§ **Dataset items**
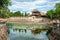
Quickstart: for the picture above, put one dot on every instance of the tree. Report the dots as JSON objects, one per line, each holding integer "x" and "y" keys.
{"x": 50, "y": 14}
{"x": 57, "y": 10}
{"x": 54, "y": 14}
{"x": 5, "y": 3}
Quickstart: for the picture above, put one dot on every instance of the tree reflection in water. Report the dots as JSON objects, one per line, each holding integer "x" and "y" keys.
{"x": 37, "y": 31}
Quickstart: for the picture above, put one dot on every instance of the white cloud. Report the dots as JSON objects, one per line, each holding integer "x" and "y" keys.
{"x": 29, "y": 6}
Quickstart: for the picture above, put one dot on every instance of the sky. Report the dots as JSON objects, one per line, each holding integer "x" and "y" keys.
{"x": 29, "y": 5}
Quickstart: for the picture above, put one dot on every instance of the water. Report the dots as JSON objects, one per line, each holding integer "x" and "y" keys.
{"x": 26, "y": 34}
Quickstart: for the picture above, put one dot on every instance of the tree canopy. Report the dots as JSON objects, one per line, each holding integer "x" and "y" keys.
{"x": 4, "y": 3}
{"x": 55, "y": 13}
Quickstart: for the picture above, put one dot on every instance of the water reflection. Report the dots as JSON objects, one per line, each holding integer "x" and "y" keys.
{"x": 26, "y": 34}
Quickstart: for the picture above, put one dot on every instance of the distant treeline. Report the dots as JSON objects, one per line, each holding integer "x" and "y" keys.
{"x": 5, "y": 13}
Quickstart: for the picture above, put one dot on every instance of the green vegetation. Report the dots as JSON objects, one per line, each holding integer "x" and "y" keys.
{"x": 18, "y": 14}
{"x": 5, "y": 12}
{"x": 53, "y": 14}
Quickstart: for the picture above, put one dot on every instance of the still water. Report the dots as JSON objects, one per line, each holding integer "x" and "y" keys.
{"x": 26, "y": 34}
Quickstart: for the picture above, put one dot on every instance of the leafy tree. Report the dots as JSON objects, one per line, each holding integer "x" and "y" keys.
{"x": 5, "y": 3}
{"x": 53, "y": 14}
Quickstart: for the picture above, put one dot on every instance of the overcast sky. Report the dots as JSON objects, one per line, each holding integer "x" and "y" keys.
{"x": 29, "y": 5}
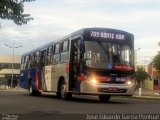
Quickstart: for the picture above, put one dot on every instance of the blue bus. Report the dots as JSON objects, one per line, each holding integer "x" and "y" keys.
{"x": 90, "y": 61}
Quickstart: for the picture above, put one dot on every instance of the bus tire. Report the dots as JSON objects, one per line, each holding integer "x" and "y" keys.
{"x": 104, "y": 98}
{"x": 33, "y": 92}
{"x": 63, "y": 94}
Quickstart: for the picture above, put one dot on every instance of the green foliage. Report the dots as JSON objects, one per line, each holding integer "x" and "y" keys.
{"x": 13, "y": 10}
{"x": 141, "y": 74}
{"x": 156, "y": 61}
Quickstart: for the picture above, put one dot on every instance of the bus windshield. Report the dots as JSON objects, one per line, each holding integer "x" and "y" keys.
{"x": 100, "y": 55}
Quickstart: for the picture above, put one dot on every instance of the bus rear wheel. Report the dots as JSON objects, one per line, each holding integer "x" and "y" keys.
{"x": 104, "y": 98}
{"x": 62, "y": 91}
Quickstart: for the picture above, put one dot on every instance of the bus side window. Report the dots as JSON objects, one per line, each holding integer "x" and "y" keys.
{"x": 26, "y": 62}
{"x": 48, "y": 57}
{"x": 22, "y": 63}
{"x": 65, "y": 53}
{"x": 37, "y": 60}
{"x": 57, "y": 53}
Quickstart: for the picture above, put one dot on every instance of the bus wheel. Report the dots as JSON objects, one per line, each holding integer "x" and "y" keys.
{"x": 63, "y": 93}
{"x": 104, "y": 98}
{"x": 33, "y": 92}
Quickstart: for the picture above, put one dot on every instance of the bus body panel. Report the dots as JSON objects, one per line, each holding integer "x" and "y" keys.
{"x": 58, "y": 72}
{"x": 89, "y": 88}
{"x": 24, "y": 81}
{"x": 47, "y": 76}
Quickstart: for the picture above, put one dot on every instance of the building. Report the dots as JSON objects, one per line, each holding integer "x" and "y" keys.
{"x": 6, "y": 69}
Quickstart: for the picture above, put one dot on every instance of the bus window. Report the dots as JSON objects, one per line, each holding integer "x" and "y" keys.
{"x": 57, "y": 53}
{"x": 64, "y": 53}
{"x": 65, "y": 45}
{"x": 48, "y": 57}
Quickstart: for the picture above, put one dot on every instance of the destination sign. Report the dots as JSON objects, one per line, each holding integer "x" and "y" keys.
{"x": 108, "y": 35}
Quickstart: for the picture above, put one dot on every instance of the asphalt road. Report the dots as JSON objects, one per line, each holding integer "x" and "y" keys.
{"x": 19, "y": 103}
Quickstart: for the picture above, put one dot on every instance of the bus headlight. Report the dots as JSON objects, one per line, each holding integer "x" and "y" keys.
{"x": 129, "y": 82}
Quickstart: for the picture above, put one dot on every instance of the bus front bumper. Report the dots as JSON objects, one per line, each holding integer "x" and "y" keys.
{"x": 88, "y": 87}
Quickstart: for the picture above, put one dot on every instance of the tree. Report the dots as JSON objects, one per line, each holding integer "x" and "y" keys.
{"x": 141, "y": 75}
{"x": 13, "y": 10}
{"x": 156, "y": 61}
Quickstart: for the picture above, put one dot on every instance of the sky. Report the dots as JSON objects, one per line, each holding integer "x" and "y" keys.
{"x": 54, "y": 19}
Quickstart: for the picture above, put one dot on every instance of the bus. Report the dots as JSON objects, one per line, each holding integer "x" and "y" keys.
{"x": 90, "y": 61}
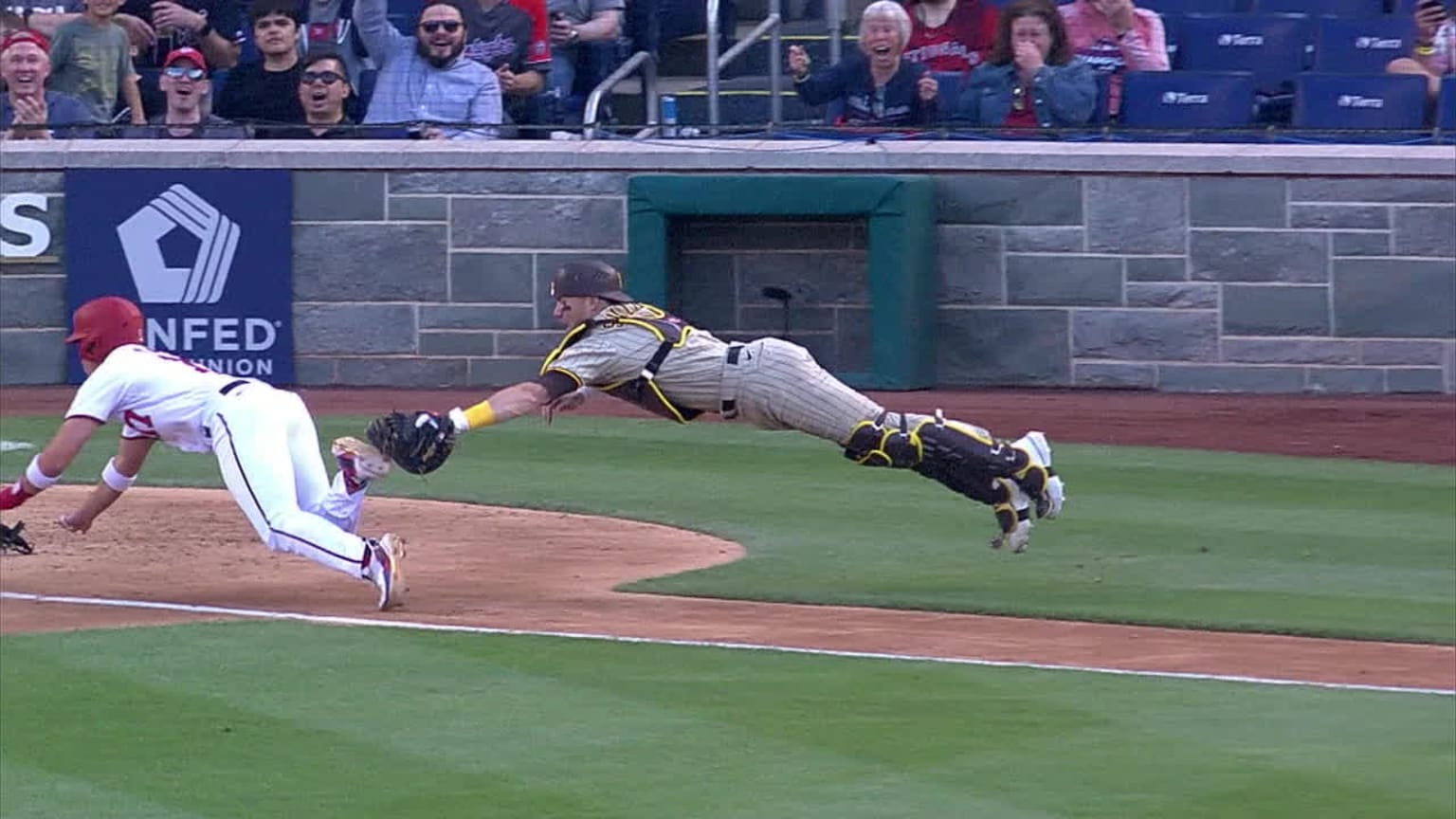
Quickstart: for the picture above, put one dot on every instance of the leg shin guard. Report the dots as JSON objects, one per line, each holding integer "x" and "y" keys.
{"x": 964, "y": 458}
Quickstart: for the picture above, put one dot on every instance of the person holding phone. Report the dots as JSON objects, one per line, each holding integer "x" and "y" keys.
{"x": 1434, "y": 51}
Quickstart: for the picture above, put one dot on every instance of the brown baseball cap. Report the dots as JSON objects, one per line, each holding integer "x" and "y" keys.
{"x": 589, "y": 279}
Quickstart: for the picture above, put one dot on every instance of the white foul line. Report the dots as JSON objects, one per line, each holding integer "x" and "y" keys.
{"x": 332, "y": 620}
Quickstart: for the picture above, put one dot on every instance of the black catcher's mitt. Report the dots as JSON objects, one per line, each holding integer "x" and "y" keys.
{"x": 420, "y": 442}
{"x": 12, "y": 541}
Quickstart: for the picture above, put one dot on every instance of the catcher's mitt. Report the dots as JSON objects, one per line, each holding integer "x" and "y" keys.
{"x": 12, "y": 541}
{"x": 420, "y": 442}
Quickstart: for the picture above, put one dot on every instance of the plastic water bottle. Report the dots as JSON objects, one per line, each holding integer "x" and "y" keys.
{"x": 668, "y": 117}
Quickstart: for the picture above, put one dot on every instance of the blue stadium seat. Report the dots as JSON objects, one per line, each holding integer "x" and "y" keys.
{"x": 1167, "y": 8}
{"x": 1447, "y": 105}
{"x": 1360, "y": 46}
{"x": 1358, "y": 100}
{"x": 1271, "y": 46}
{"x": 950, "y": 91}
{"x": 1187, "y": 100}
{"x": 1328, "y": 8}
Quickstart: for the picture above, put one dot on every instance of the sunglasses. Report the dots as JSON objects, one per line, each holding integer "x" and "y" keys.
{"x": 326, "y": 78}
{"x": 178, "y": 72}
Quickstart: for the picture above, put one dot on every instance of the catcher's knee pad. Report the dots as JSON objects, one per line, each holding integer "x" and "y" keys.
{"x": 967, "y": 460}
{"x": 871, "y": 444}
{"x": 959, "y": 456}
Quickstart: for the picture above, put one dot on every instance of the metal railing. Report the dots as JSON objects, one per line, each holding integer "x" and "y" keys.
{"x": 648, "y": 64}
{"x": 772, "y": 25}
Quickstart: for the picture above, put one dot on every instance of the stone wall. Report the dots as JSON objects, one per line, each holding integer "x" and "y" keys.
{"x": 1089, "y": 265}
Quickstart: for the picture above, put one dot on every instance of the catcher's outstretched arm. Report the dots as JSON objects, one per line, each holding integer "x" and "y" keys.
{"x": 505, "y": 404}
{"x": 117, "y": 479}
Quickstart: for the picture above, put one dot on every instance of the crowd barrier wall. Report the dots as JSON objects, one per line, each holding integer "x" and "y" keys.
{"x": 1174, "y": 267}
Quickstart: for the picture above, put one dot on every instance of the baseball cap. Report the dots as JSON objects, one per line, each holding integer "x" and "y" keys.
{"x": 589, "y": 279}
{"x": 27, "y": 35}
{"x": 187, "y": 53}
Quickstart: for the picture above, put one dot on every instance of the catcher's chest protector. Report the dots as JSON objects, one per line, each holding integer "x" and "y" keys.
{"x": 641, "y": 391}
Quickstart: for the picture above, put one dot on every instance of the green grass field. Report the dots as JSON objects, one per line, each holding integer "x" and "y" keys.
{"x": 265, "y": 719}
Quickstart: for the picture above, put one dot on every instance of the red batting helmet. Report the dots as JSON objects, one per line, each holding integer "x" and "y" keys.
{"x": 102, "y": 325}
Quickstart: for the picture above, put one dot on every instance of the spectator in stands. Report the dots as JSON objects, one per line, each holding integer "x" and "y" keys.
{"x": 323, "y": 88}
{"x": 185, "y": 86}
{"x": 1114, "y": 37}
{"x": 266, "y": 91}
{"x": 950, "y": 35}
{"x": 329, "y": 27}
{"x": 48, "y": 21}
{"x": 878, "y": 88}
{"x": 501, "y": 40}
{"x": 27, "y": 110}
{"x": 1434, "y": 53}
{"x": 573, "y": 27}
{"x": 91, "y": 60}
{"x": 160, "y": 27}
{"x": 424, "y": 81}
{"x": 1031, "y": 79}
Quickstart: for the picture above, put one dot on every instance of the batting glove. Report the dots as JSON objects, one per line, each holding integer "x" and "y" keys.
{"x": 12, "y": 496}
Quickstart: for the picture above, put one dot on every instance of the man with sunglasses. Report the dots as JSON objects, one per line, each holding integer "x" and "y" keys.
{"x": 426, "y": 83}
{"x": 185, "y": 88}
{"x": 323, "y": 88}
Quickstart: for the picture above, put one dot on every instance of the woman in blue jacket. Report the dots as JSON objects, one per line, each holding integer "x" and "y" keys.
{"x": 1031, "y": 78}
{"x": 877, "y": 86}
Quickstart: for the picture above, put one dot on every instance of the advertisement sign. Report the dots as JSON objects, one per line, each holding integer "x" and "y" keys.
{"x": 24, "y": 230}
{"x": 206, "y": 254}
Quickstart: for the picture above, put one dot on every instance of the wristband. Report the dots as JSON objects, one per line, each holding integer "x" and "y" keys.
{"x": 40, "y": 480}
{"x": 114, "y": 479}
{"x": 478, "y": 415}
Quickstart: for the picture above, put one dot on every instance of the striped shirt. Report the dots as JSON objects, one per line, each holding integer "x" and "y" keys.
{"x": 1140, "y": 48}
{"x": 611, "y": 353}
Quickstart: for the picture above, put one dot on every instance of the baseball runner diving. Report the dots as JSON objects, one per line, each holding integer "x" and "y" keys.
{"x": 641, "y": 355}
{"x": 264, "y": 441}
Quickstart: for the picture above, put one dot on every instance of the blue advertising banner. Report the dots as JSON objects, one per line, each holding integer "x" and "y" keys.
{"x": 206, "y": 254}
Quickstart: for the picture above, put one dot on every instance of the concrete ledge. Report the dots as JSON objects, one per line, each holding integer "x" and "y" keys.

§ **Prompt**
Write out again, exactly, the lines from the one holding "of the batting" through the end of the listing, with both ends included.

§ **Written answer**
Quickstart: for the picture above, put one dot on every instance of the batting glove. Report the dots as JSON objects, one per line, each holding integer "x" and "y" keys.
{"x": 12, "y": 496}
Quickstart: for the picture above, put one dot on every instance of the man with sunglasses. Report the dots as JSON objects, one per line, each holding integer "x" and "y" keys.
{"x": 426, "y": 83}
{"x": 185, "y": 88}
{"x": 323, "y": 88}
Quickstart: for the picture above, put one dot on every instance of the woman in blue jacket. Report the dots as JSON objects, one per line, each holding integer "x" and "y" keys.
{"x": 1031, "y": 78}
{"x": 877, "y": 86}
Quickstart: for the picture above, put one dot on every instance of the advertisement sign. Report the dots as JSON objects, one per line, each holding integer "x" and "y" keys.
{"x": 24, "y": 230}
{"x": 206, "y": 254}
Quickstart: for the picture above, put one dot on every instance of the wristband. Report the dots as JSON objects, one per line, each holding integer "x" and "y" keys.
{"x": 40, "y": 480}
{"x": 114, "y": 479}
{"x": 478, "y": 415}
Quickstart: for the picture above, put one dot on every instance of the striped shirt. Report the dots as JSON objects, one per line, each holding integer "x" and "y" keys.
{"x": 1140, "y": 48}
{"x": 611, "y": 353}
Quickstart: for the picture above, put one dot on every instance of the baseball runner diving. Report the dots as JSON objects, one per line, each holding integer "x" and "y" keys.
{"x": 641, "y": 355}
{"x": 264, "y": 441}
Quickstart: for the picture above, put one dot on every instance of the blue advertising banner. Report the dots as JSON objects, one per line, each holding integer "x" and "y" keys.
{"x": 206, "y": 254}
Quickstart: for the picture above, put one dot on every instance of the concrete ledge. Report the dots as JSON objects, one per line, each holding integer "x" and "y" keys.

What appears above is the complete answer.